Region pointing data
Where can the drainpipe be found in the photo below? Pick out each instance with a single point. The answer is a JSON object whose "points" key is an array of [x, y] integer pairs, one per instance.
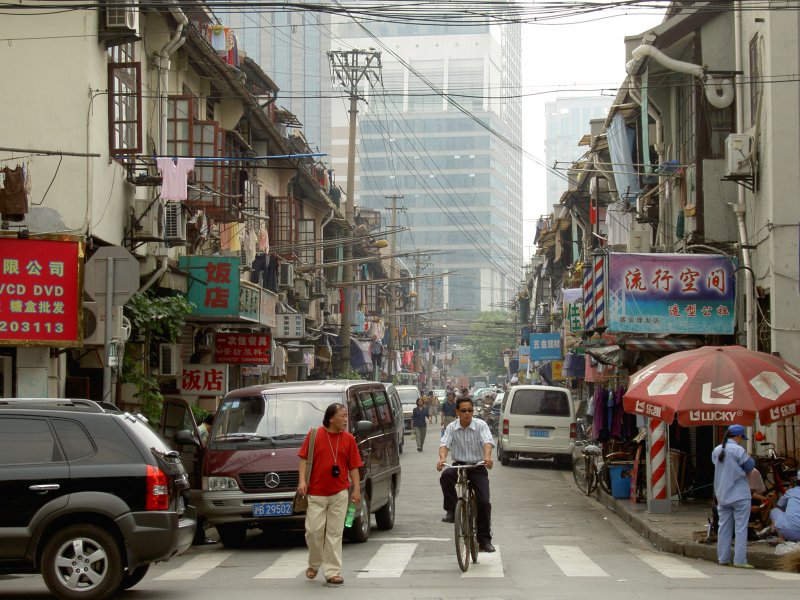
{"points": [[718, 92], [162, 58], [655, 112]]}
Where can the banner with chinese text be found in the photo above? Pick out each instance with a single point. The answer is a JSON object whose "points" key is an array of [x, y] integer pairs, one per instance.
{"points": [[40, 293], [671, 293], [244, 348], [204, 380], [545, 346], [213, 285]]}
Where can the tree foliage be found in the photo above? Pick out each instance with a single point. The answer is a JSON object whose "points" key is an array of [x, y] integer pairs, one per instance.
{"points": [[489, 334]]}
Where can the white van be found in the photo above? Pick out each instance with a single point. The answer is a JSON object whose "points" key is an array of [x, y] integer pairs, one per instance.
{"points": [[537, 421]]}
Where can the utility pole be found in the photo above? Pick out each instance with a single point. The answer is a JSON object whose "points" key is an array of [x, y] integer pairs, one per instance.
{"points": [[349, 68], [392, 286]]}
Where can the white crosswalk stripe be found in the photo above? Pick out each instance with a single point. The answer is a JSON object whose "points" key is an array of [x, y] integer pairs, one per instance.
{"points": [[573, 562], [389, 561], [397, 559], [288, 566], [671, 566], [197, 566]]}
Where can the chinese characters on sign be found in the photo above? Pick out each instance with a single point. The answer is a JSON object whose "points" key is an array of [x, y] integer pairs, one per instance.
{"points": [[244, 348], [671, 293], [545, 346], [290, 326], [213, 284], [39, 291], [204, 380]]}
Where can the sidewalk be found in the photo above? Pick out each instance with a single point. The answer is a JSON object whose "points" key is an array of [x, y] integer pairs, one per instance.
{"points": [[677, 531]]}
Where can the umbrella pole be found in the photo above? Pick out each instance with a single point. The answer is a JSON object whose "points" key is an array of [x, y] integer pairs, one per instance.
{"points": [[659, 498]]}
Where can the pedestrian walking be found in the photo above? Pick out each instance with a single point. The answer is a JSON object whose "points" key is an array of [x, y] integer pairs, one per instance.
{"points": [[433, 407], [448, 410], [731, 466], [419, 419], [335, 463]]}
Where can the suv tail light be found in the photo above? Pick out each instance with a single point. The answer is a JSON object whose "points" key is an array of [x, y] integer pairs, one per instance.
{"points": [[157, 489]]}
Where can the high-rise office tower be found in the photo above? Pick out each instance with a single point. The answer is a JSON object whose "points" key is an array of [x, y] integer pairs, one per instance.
{"points": [[567, 121], [443, 131]]}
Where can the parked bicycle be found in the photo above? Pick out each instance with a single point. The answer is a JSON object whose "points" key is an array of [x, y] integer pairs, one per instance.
{"points": [[466, 517]]}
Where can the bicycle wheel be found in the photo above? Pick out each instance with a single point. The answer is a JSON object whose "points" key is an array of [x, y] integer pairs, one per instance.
{"points": [[473, 526], [462, 535], [580, 472]]}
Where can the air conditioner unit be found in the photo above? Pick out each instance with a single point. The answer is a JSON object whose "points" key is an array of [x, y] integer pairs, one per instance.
{"points": [[94, 324], [286, 275], [301, 288], [738, 155], [320, 289], [169, 359], [122, 15], [174, 223], [148, 220]]}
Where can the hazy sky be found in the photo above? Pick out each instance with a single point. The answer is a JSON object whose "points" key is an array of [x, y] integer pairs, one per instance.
{"points": [[585, 59]]}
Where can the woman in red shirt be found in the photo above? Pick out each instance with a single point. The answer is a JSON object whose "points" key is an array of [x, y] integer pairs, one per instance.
{"points": [[335, 465]]}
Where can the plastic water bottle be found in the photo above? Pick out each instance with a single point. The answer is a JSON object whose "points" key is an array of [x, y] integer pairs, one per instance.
{"points": [[351, 515]]}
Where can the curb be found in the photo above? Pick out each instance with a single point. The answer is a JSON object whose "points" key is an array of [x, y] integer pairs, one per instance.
{"points": [[663, 542]]}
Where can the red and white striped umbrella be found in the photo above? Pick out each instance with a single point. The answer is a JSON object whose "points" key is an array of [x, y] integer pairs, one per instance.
{"points": [[715, 385]]}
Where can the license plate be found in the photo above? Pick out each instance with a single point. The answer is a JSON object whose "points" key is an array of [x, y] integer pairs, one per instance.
{"points": [[272, 509], [539, 433]]}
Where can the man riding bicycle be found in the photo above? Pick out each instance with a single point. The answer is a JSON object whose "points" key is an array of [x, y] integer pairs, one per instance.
{"points": [[470, 441]]}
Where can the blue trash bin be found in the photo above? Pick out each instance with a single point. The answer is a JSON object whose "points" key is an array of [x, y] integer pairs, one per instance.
{"points": [[620, 474]]}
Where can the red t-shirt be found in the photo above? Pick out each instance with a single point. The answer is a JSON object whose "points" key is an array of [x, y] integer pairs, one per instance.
{"points": [[322, 482]]}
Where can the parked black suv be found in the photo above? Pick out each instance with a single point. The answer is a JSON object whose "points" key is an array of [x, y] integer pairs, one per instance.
{"points": [[89, 496]]}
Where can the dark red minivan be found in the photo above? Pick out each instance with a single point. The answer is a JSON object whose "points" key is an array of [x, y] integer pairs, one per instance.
{"points": [[246, 476]]}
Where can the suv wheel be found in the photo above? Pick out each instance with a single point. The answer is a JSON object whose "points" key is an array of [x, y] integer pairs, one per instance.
{"points": [[232, 536], [82, 562], [384, 518], [359, 532], [131, 578]]}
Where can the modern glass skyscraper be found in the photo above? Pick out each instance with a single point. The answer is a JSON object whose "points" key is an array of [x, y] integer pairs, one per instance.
{"points": [[443, 131], [567, 121], [291, 47]]}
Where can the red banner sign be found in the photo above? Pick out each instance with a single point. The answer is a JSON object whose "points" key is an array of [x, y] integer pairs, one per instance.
{"points": [[40, 292], [244, 348]]}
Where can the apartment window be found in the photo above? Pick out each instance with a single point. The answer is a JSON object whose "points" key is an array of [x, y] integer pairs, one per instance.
{"points": [[283, 223], [306, 239], [755, 78], [124, 101]]}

Problem to solve: Repeat only the lines running from the line that contains "Where can the apartment" through the last line above, inclusive.

Solution:
Where can the apartment window be found in the photo above? Pick out each instance with a single point. The answer is a JSON object whose "points" key is an array of [x, y] integer pairs, one per instance.
{"points": [[283, 223], [306, 239], [755, 78], [124, 101]]}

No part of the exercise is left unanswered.